[THE REQUEST]:
Copy the rows from the very start through the line containing "[(85, 70), (155, 243)]", both ends included and requests kept, scaling every point coordinate in the answers by 1.6 and rounding to whole numbers with halves going up. Leave the sample coordinates in the requests unchanged, and omit the pictures.

☆ ☆ ☆ ☆ ☆

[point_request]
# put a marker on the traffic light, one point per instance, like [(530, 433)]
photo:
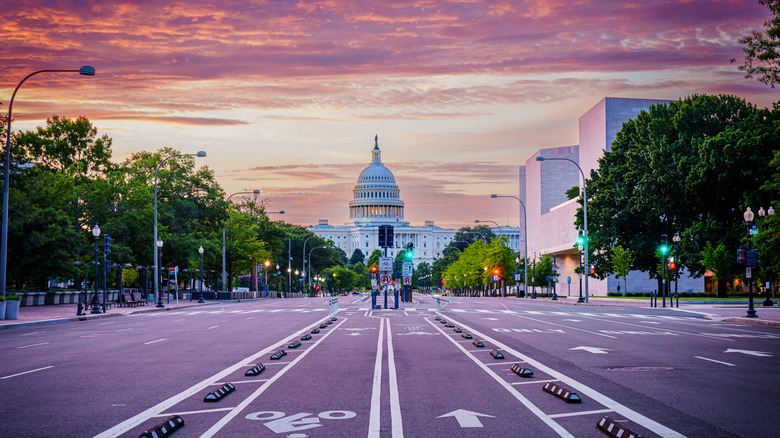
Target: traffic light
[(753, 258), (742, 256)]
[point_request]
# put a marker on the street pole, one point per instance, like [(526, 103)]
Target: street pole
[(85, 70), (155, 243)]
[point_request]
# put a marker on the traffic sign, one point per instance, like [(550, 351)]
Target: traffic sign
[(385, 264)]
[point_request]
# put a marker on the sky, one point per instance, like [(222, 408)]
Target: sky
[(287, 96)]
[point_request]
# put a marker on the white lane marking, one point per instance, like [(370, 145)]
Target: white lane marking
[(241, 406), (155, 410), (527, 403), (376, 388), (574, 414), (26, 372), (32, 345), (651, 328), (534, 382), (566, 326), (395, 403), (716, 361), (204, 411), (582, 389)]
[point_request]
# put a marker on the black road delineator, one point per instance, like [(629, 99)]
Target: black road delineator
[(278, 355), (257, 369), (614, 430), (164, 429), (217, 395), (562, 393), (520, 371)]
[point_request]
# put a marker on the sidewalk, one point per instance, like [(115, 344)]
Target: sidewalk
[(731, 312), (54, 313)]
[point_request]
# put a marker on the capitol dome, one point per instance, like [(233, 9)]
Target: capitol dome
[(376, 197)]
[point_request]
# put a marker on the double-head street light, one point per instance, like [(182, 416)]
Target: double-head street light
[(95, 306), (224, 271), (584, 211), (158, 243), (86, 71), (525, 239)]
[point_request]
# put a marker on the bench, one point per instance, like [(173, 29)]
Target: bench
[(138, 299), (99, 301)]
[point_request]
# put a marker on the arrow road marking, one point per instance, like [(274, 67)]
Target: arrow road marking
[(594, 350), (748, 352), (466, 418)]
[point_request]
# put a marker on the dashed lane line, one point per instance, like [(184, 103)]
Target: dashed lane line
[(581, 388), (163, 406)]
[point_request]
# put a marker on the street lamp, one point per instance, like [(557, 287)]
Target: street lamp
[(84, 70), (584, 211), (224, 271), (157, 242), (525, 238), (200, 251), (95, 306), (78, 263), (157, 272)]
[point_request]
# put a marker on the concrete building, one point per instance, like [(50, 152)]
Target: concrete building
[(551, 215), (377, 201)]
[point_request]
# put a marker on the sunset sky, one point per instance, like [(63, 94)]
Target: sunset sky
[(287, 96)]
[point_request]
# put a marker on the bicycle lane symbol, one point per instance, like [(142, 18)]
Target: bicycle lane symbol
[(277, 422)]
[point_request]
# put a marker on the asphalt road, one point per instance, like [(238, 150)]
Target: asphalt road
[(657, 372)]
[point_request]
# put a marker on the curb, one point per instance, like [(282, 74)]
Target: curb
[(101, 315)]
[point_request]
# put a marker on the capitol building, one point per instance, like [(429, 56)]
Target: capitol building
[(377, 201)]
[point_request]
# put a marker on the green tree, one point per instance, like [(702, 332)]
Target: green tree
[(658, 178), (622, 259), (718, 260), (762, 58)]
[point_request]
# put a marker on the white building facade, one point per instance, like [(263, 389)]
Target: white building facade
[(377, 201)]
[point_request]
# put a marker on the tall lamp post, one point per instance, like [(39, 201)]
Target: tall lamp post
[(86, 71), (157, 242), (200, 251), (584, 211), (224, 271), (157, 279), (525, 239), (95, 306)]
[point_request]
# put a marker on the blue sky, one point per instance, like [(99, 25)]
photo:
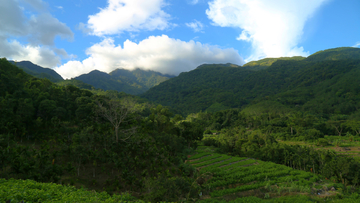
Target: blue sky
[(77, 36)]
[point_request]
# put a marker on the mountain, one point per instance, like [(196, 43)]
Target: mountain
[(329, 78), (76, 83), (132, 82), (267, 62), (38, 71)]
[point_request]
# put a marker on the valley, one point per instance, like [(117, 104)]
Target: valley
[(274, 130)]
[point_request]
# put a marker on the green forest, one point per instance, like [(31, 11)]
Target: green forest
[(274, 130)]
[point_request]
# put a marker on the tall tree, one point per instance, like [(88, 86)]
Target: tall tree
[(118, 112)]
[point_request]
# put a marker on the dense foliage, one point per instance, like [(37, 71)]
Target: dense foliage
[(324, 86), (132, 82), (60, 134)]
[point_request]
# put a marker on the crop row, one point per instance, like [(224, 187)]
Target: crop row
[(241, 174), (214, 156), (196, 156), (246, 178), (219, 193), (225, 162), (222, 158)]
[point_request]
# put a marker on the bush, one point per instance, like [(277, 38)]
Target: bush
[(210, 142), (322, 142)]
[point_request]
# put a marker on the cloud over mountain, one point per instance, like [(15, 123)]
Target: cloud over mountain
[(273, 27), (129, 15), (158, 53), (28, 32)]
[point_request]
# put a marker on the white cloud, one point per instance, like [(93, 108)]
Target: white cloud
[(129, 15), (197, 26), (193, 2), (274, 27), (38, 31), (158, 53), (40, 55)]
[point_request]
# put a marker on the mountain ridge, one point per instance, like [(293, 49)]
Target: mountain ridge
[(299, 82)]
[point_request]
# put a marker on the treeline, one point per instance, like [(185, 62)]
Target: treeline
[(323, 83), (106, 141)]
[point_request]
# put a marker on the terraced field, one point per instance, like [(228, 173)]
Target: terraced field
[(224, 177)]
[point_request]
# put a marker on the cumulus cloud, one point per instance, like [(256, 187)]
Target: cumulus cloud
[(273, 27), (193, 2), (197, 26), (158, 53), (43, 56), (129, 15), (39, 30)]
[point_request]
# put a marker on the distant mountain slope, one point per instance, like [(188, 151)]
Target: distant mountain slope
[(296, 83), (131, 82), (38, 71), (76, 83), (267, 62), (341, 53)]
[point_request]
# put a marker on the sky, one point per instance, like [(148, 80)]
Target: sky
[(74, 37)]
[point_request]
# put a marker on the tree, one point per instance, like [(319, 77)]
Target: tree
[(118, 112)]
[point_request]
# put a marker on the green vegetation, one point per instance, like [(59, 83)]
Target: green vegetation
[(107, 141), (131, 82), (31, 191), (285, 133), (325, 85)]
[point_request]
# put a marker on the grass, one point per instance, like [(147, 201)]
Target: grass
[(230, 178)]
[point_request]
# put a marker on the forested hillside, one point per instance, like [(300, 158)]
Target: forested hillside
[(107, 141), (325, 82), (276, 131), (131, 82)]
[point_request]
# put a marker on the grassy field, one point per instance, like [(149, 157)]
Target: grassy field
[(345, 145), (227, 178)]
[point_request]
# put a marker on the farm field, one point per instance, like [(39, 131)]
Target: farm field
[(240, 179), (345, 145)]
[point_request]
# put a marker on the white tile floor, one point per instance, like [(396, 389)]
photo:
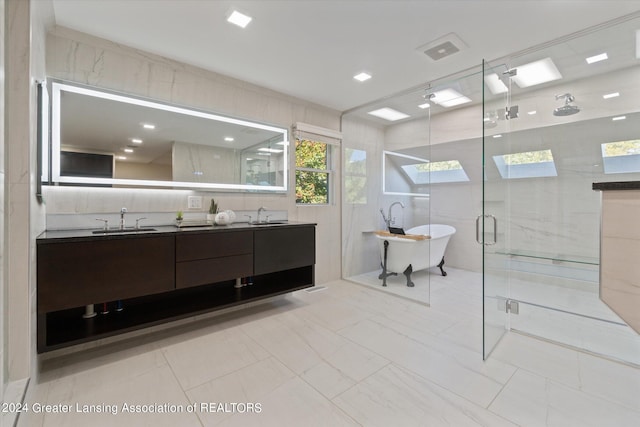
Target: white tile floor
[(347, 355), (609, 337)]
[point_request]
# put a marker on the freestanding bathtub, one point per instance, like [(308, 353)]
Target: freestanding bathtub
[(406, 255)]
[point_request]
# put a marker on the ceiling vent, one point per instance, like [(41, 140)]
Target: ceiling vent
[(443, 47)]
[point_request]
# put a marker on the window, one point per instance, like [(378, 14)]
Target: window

☆ ☆ ☆ ☆ ☆

[ANSWER FOR THE TASK]:
[point_request]
# put a marker on the traffic light, one point per instance, like [(530, 433)]
photo:
Target: traffic light
[(1205, 413), (1187, 410)]
[point_request]
# put a marker on the street pole, one point per instance, like [(526, 103)]
Target: street pole
[(136, 112), (248, 389)]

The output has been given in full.